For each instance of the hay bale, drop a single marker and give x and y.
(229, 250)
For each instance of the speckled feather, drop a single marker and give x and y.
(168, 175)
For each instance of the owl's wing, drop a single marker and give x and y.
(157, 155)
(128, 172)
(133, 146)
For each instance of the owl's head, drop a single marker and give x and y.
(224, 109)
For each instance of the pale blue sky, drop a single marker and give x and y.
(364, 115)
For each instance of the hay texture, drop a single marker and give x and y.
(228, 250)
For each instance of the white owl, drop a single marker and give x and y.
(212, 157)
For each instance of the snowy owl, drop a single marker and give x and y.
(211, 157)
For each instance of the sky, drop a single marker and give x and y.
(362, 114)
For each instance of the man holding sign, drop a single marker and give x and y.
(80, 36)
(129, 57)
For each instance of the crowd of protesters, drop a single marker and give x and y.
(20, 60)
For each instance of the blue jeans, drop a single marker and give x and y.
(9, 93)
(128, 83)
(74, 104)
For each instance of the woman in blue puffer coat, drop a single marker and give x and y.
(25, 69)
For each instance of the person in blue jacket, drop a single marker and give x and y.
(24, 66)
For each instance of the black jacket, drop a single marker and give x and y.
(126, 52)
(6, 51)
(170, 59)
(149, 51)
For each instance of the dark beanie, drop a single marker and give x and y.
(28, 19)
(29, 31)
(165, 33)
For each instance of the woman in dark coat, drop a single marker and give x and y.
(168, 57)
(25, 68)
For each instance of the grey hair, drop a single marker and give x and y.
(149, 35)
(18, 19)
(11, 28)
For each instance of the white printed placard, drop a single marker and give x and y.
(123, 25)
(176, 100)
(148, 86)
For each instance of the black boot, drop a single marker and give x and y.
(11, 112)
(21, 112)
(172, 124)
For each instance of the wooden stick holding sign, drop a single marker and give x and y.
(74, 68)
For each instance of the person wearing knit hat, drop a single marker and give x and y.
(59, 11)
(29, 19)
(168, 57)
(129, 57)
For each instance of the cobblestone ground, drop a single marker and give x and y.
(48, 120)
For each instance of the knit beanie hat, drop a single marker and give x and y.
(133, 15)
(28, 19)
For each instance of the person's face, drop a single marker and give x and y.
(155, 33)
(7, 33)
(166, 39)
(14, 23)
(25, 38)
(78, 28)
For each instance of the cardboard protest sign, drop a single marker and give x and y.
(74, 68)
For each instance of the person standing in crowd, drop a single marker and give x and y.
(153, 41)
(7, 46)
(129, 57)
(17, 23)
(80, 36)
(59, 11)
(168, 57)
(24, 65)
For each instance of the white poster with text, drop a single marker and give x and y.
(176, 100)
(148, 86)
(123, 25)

************

● Aim of the exercise
Rewrite each item above so that "drop a single marker" becomes "place one point" wherever it occurs. Leave every other word and mark as it is.

● Reply
For each instance of the hay bale, place one point and give x and y.
(229, 250)
For each instance of the speckled feather, place one point and give x and y.
(168, 175)
For each instance of the owl's wing, place one point and give x and y.
(157, 155)
(128, 172)
(133, 146)
For each instance of the owl's head, place one point and give x and y.
(224, 109)
For each instance of the pale blue sky, place one point and give x and y.
(364, 115)
For each instance of the hay texture, place one point and give x and y.
(228, 250)
For each instance of the white owl, place one point and give x and y.
(212, 157)
For each instance of the snowy owl, place one point and give x and y.
(211, 157)
For each instance of the sky, place one point and give x and y.
(362, 114)
For each instance of the man holding sign, place one point and give x and y.
(80, 36)
(129, 57)
For each instance of the crowd of protesters, place one point and give x and y.
(20, 60)
For each instance of the blue jeans, place one point and give x and y.
(9, 93)
(128, 83)
(74, 104)
For each instance of the woman in blue puffer coat, place one point and give x and y.
(25, 69)
For each instance of the person in blue jacket, place one point and give x and y.
(24, 66)
For each instance of the black jacket, place one point and give x and y.
(126, 52)
(6, 51)
(170, 59)
(149, 51)
For each instance of the dark beanie, place one point and give x and y.
(28, 19)
(29, 31)
(165, 33)
For each instance of the woman in dark coat, place one point and give x and y.
(168, 57)
(25, 68)
For each instance of the grey hair, place one point and give x and y.
(149, 35)
(18, 19)
(11, 28)
For each instance of the white printed placard, place one point and give x and y.
(123, 25)
(176, 100)
(148, 86)
For each instance of the black boot, place one point and give x and y.
(11, 112)
(21, 112)
(172, 124)
For each instance of the wooden stick holding sign, place one point and give x and y.
(74, 68)
For each instance of the person wearing knit hat, place one point and give x and y.
(59, 11)
(29, 19)
(168, 57)
(129, 57)
For each instance of the cobblestone ground, place one point and give x and y.
(48, 120)
For each instance of the knit beanie hat, place one point and give x and y.
(133, 15)
(28, 19)
For each instance of the person's face, place one point and give x and y.
(155, 33)
(7, 33)
(166, 39)
(14, 23)
(25, 38)
(78, 28)
For each instance of the cardboard protest sign, place one point and give x and y.
(74, 68)
For each instance of the person standing in crowd, place one point and give x and y.
(153, 41)
(7, 46)
(129, 57)
(17, 23)
(80, 36)
(59, 11)
(168, 57)
(24, 65)
For each instance of the white poster with text, place one point and give x and y.
(176, 100)
(148, 86)
(123, 25)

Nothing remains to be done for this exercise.